EXCERPTED PASSAGE:
= = = = = = =
GoogleCloudPlatform / opentelemetry-operations-java

Apache License 2.0
71 stars 41 forks source link

<Question> Getting "One or more TimeSeries could not be written" when attempting to emit metrics following the Java MetricsExporter example here #339

Open ZiggyZaggyy opened 4 months ago

ZiggyZaggyy commented 4 months ago

Hi, I am using the exporter in CloudFunction, and I'm seeing the following two errors showing up in the log, particularly after any new deployment update to the CloudFunction:

One or more TimeSeries could not be written: Points must be written in order. One or more of the points specified had an older start time than the most recent point or One or more TimeSeries could not be written: One or more points were written more frequently than the maximum sampling period configured for the metric.: generic_node{namespace:,node_id:,location:global} timeSeries[0,1]

The rough idea of my metrics and exporter configuration is as follows:

public class MetricService {
    Meter meter;
    SdkMeterProvider meterProvider;
    private static MetricService instance;
    private final Map<String, LongCounter> counters;

    private MetricService() {
        MetricExporter metricExporter = GoogleCloudMetricExporter.createWithDefaultConfiguration();
        meterProvider = SdkMeterProvider.builder()
            //the following 5 lines were added manually later to see if that helps with the exception issue
            .setResource(Resource.create(Attributes.of(
                AttributeKey.stringKey("cloud.availability_zone"), "us-east1",
                AttributeKey.stringKey("service.namespace"), "XYZ",
                AttributeKey.stringKey("service.name"), "abcd",
                AttributeKey.stringKey("service.instance.id"), MetadataConfig.getInstanceId()
            )))
            .registerMetricReader(
                PeriodicMetricReader.builder(metricExporter)
                    .setInterval(java.time.Duration.ofSeconds(20))
                    .build())
            .build();

        meter = meterProvider
            .meterBuilder("XYZ-metric-service")
            .setInstrumentationVersion("1.0.0")
            .build();
        counters = new HashMap<>();
    }

    public static MetricService getInstance() {
        if (instance == null) {
            instance = new MetricService();
        }

        return instance;
    }

    public void increment(final String metricName, final long count) {
        LongCounter counter = counters.getOrDefault(metricName, meter
            .counterBuilder(metricName)
            .build());
        counter.add(count);
        counters.put(metricName, counter);
    }

    public void increment(final String metricName) {
        increment(metricName, 1);
    }

    public void flush() {
        meterProvider.forceFlush();
    }
}

Cloud function is scheduled to run every minute and it's guaranteed to finish within that one minute. In fact in most cases it finishes within the first several seconds of starting. But the scheduled metricReader apparently goes off on its own thread every 20s even after the main program finishes its job it seems.

The errors happen most frequently within the first 15 mins of a new deployment. Typically it will be thrown about 3 or 4 such exceptions during its execution, 3 of them from scheduled MetricReader every 20s within the 60s execution window before next execution takes over, and 1 more from the forceFlush() method I call from shutdown() inside main execution function body. Sometimes, after running for a while, the exception frequency will be reduced to only once per execution, that once being from the forceFlush() method before shutdown.
= = = = = = =
PROBLEM 1:
Return each row below that contains the string "green".

PROVIDED RECORDS:
= = = = = = =
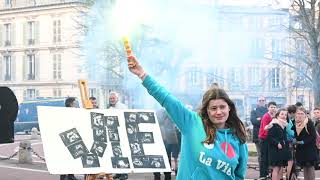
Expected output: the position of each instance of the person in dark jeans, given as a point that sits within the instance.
(255, 118)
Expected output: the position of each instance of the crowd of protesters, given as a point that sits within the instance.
(286, 138)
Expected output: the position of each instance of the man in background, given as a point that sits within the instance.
(114, 101)
(94, 103)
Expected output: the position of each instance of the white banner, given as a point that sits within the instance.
(81, 141)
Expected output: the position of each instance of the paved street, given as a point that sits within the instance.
(12, 170)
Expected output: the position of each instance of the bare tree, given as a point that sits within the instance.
(306, 27)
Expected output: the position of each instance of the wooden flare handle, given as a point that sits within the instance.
(83, 85)
(127, 46)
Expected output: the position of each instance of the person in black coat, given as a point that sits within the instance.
(305, 140)
(256, 115)
(278, 146)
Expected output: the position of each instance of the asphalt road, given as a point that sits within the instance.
(12, 170)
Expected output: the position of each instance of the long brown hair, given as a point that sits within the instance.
(233, 121)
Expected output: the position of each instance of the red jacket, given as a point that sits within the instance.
(265, 120)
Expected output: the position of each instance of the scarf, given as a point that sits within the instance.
(301, 125)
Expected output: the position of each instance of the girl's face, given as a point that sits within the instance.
(283, 115)
(300, 116)
(218, 112)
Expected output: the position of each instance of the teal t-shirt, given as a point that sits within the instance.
(225, 159)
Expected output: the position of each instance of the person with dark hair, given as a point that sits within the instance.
(94, 103)
(170, 139)
(255, 118)
(290, 136)
(213, 140)
(278, 146)
(69, 102)
(305, 140)
(263, 133)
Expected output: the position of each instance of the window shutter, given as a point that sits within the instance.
(37, 93)
(13, 68)
(13, 34)
(1, 35)
(24, 94)
(25, 33)
(37, 32)
(1, 68)
(24, 68)
(37, 66)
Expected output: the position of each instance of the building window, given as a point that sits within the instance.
(7, 68)
(31, 32)
(8, 3)
(56, 31)
(193, 77)
(276, 48)
(300, 48)
(275, 77)
(31, 67)
(257, 48)
(7, 29)
(57, 66)
(254, 76)
(57, 92)
(30, 94)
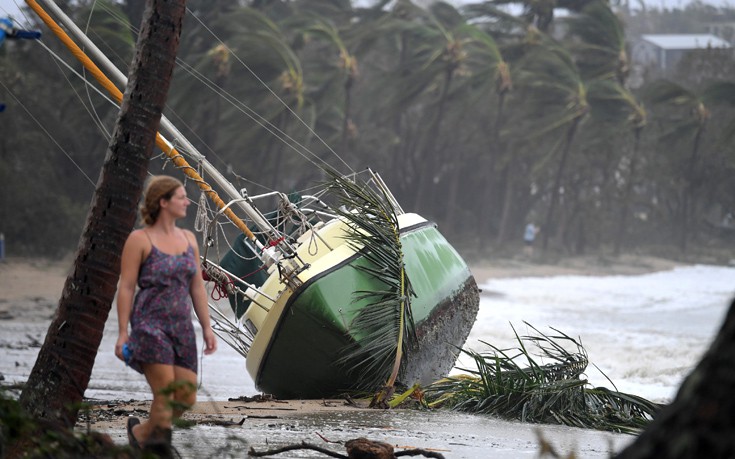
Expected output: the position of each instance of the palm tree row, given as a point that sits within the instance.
(478, 119)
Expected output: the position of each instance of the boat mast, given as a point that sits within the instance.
(173, 132)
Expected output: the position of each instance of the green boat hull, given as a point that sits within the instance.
(313, 330)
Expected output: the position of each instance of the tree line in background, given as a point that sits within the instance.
(478, 119)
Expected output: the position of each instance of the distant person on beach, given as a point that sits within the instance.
(163, 260)
(529, 236)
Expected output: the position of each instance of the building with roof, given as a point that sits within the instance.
(663, 51)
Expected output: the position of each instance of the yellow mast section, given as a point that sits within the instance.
(161, 142)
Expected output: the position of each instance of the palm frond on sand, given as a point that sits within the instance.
(550, 393)
(385, 324)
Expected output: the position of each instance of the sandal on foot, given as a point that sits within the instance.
(132, 422)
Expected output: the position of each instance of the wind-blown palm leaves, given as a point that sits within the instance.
(554, 393)
(386, 323)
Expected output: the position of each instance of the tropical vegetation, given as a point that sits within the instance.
(512, 384)
(477, 118)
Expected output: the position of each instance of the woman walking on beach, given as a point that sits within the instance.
(163, 260)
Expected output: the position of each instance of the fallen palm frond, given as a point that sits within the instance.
(552, 393)
(385, 324)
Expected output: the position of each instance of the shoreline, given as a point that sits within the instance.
(30, 290)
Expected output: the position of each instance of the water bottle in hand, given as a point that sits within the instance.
(127, 353)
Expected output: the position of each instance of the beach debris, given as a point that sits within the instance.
(358, 448)
(552, 393)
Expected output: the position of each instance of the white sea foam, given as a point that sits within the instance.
(644, 332)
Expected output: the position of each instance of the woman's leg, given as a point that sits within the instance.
(161, 378)
(186, 390)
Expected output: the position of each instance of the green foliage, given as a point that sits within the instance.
(551, 393)
(386, 324)
(474, 103)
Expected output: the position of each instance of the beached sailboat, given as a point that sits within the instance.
(353, 292)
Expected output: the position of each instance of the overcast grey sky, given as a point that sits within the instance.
(10, 7)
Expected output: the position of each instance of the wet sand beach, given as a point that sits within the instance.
(229, 417)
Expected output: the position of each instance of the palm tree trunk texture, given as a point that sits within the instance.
(699, 422)
(61, 373)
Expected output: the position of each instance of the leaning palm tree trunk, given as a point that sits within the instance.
(59, 378)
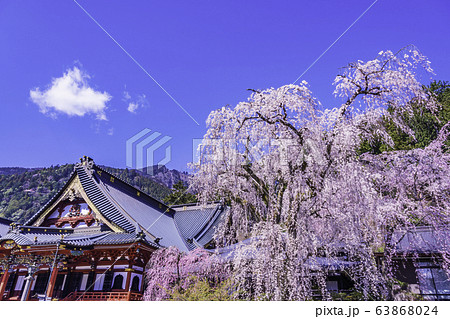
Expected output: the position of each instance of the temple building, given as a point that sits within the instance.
(93, 239)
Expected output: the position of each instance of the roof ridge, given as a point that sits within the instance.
(129, 185)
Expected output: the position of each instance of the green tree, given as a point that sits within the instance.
(422, 122)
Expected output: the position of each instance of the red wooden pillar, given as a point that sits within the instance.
(3, 283)
(127, 283)
(51, 284)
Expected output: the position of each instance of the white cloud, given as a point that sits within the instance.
(71, 95)
(133, 106)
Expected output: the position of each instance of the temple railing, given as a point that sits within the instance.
(103, 296)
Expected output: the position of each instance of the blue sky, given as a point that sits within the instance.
(206, 54)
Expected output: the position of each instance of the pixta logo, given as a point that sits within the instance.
(142, 149)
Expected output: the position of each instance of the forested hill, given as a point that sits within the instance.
(24, 191)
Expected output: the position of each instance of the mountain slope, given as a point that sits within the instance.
(23, 191)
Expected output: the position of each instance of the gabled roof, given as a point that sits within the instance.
(197, 223)
(44, 236)
(129, 210)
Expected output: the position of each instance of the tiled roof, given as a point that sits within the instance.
(146, 212)
(132, 210)
(101, 202)
(4, 226)
(50, 202)
(198, 224)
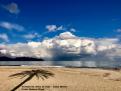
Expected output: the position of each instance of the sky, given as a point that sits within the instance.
(27, 20)
(61, 30)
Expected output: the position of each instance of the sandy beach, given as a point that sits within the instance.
(65, 79)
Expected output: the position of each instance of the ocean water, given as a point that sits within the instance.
(107, 64)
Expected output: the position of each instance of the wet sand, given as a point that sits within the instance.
(65, 79)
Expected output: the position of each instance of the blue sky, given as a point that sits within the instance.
(88, 18)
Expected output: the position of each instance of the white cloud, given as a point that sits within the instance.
(52, 28)
(67, 46)
(4, 37)
(12, 8)
(31, 35)
(11, 26)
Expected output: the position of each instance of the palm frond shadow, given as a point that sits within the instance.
(39, 73)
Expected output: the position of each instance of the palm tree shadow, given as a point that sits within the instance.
(39, 73)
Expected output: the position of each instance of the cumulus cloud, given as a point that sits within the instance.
(52, 28)
(11, 26)
(12, 8)
(31, 35)
(4, 37)
(69, 47)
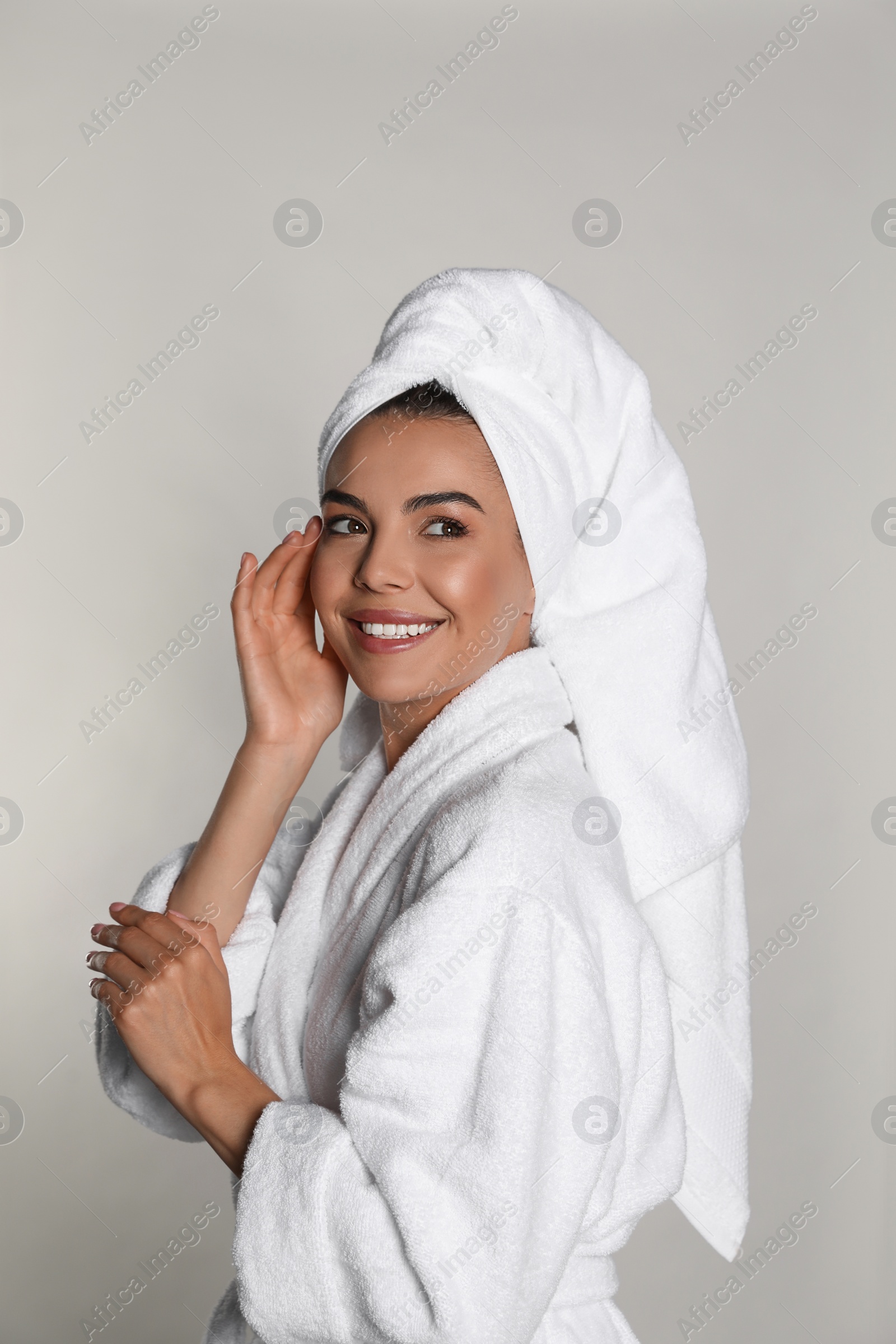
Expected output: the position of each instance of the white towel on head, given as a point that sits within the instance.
(609, 529)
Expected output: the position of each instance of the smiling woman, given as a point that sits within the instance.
(425, 1152)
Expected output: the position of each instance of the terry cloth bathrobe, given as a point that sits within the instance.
(466, 986)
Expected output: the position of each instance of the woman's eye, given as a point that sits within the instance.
(445, 528)
(347, 528)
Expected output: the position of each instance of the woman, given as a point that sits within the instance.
(446, 1053)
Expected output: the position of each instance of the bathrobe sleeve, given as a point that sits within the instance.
(486, 1116)
(245, 956)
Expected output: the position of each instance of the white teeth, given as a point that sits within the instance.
(394, 632)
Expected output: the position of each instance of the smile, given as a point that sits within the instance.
(391, 636)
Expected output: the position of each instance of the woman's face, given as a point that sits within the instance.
(419, 578)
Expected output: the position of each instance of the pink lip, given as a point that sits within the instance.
(393, 616)
(371, 644)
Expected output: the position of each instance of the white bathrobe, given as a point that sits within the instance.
(469, 1025)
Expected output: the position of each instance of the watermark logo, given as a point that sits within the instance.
(301, 823)
(298, 1126)
(11, 223)
(597, 522)
(293, 516)
(11, 822)
(883, 820)
(883, 1120)
(597, 822)
(883, 222)
(298, 223)
(11, 522)
(597, 1120)
(597, 223)
(11, 1120)
(883, 522)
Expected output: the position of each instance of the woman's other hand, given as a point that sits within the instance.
(169, 995)
(292, 690)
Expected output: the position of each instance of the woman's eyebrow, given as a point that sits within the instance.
(440, 498)
(342, 498)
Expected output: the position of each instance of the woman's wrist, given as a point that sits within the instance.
(225, 1103)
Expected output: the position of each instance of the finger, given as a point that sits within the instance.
(245, 580)
(113, 996)
(166, 932)
(296, 548)
(140, 946)
(207, 935)
(292, 585)
(120, 969)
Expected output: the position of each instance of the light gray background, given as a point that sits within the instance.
(125, 538)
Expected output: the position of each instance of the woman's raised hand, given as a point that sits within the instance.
(289, 687)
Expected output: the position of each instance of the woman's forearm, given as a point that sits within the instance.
(222, 869)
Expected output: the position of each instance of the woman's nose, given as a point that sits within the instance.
(386, 562)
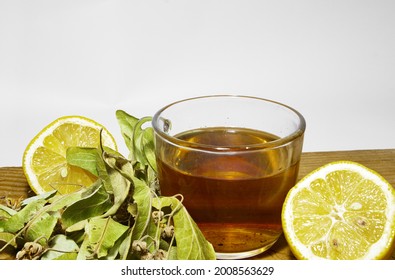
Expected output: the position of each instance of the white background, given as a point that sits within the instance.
(334, 61)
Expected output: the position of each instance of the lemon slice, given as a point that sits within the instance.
(44, 160)
(340, 211)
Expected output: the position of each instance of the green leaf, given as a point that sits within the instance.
(7, 238)
(127, 124)
(61, 248)
(18, 221)
(101, 235)
(117, 166)
(191, 243)
(95, 201)
(6, 212)
(41, 229)
(149, 147)
(138, 141)
(43, 196)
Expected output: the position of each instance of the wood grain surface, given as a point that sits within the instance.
(13, 182)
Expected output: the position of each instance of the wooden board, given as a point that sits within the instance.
(13, 183)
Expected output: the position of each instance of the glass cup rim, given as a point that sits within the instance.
(206, 147)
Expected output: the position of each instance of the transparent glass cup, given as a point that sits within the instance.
(233, 159)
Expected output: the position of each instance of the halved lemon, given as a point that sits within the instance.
(44, 160)
(341, 211)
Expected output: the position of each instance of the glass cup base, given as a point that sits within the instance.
(243, 255)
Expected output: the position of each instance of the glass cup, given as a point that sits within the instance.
(233, 159)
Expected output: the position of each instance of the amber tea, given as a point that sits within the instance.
(233, 190)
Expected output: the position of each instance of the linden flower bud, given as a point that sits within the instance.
(139, 246)
(160, 255)
(157, 216)
(168, 232)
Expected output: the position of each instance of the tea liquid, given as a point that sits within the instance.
(235, 196)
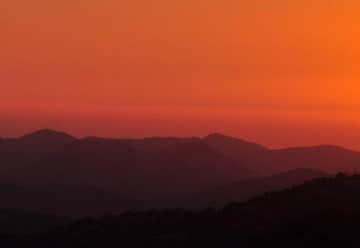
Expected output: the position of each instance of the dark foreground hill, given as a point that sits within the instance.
(55, 172)
(323, 212)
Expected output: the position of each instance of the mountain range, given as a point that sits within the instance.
(158, 172)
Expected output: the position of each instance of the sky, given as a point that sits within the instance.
(278, 72)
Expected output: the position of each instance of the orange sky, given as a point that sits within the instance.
(275, 71)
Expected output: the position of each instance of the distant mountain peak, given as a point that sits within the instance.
(48, 135)
(218, 137)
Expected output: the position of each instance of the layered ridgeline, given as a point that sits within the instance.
(319, 213)
(95, 175)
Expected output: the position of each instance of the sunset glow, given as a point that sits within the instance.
(279, 72)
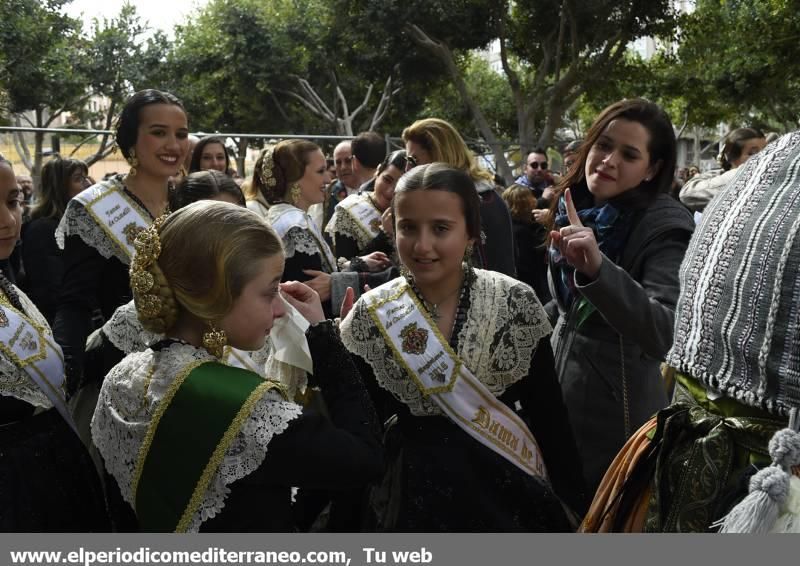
= = = = = = =
PROBLEM 2:
Translate this sentence from the issue thread above into Spanish: "The errors happen most frequently within the first 15 mins of a new deployment."

CORRECT OUTPUT 1:
Expected output: the position of each instance of the green boat hull, given as a point that sits within the instance.
Expected output: the position of each instance of the green foliage, given as a point that sits within the instance.
Expected output: the position of each instance of the green tree, given as a point that sits within the instance.
Expected output: the position of each instance of the green leaf, given as a point that sits within the instance.

CORRECT OUTPUT 2:
Los errores ocurren con mayor frecuencia dentro de los primeros 15 minutos de un nuevo despliegue.